▸ Assignment:
Each entry in the material below should be reproduced exactly.
━━━━━━
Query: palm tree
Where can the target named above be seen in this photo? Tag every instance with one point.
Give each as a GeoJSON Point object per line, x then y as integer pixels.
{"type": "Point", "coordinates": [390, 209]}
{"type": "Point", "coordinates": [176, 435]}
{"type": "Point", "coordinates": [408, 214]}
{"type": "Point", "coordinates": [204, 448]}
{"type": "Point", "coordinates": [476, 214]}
━━━━━━
▸ Task solution:
Query: palm tree
Where can the target named above be seen in this photo? Tag every instance with one point.
Give each as a GeoJSON Point object per line, x then y as integer pixels.
{"type": "Point", "coordinates": [390, 209]}
{"type": "Point", "coordinates": [176, 435]}
{"type": "Point", "coordinates": [408, 214]}
{"type": "Point", "coordinates": [204, 448]}
{"type": "Point", "coordinates": [476, 214]}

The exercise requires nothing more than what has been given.